- Short task 1 -
Please gather every line in the entries below that contains the word "cabinet", matching case exactly, and copy each one.

- Excerpt provided -
────

Friday, March 15, 2019

album review: 'girl with basket of fruit' by xiu xiu

Well, it's about time I finally got to this. And here's where we also need some backstory - at the start of February on Twitter I participated in a writing exercise called, appropriately, Music Writing Exercise, or #MWE. And for me it was a cute little side project for me to knock out some quips surrounding back catalogs I was covering alongside my regular reviews, and I figured that given that Xiu Xiu had been one of the most glaring holes in my musical knowledge, I'd listen to their entire discography for #MWE and so I could review their newest, critically divisive project. And...

Well, it's complicated - but also not nearly as much as I was expecting, because Xiu Xiu has put out a lot of wiry, abrasive provocation for its time. Now there are some absolutely great albums and you can definitely hear their influence across plenty of experimental acts, especially the ones with more of a focus on queer sexuality and especially Perfume Genius, but in hearing the discography as a whole it's easy to get burned out on shock tactics, or notice when the group isn't playing to their strengths. For one, I've always been convinced that they've had a knack for striking pop melodies and high concept ideas that rarely get the credit or analysis they deserve - mostly because it's way easier to focus on the profanity and explicit content and sheer noise - but at the same time there are stretches in that discography that seem to be coasting on airs, especially when they bring in a delicacy that feels undercomposed, and that's not counting when the great ideas don't quite stick the landing. And while singer-songwriter Jamie Stewart is a potent mastermind behind the project, if you have a keen ear you can very much tell how and where his sound is inspired and shaped, which can put a damper both on the provocation and the "unique, boundary-pushing experimentation", and that's not getting to the points where Xiu Xiu recycles old material and ideas a little too readily. But still, they ditched John Congleton's production this time around and with the subject matter surrounding female martyrdom... well, why not dive headfirst into some transgressive art, so what did we get from Girl With Basket Of Fruit?

────

- Material for this task -
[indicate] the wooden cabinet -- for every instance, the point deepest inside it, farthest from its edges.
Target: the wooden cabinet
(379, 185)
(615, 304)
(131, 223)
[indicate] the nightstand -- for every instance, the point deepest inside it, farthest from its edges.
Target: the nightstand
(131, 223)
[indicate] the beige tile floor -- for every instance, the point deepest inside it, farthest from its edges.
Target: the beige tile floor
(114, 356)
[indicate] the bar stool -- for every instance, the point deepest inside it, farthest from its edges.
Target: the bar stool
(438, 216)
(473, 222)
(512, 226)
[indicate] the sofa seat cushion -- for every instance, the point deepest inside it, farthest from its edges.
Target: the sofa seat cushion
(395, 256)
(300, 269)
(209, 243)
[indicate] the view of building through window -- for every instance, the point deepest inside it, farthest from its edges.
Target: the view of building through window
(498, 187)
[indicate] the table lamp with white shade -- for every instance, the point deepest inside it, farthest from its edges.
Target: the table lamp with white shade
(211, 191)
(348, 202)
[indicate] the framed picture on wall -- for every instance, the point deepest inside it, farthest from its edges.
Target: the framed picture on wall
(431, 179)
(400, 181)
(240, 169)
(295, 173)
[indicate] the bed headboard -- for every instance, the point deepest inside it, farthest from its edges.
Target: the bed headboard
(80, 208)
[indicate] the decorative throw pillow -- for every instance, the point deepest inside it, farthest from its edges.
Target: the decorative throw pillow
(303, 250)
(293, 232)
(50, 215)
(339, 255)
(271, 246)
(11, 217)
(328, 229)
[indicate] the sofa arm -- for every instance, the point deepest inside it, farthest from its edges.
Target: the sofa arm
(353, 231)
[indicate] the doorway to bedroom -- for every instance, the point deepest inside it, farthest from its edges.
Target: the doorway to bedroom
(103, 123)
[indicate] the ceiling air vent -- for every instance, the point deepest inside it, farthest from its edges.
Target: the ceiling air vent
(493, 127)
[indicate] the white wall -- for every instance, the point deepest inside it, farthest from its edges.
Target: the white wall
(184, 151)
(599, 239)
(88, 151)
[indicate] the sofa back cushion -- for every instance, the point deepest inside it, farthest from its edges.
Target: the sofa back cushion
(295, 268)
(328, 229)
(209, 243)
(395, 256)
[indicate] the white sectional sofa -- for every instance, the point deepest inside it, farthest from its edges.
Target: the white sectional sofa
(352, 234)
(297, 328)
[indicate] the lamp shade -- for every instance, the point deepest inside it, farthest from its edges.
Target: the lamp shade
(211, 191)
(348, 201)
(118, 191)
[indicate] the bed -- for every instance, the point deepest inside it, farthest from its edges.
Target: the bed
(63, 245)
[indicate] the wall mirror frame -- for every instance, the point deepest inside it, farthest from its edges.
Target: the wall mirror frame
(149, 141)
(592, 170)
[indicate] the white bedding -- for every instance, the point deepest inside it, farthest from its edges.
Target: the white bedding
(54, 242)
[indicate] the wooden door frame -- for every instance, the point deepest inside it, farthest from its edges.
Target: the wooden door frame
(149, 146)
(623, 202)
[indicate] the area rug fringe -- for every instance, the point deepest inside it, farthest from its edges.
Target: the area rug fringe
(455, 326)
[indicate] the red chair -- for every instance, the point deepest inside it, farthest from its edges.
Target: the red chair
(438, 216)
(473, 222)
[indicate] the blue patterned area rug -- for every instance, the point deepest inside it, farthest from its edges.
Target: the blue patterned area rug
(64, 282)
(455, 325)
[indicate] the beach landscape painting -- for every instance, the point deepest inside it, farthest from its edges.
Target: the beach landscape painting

────

- Short task 2 -
According to the album review, whose production did Xiu Xiu drop for Girl With Basket Of Fruit?

- Complete answer 1 -
[indicate] the wooden cabinet -- for every instance, the point deepest inside it, farthest from its edges.
Target: the wooden cabinet

- Complete answer 2 -
John Congleton's.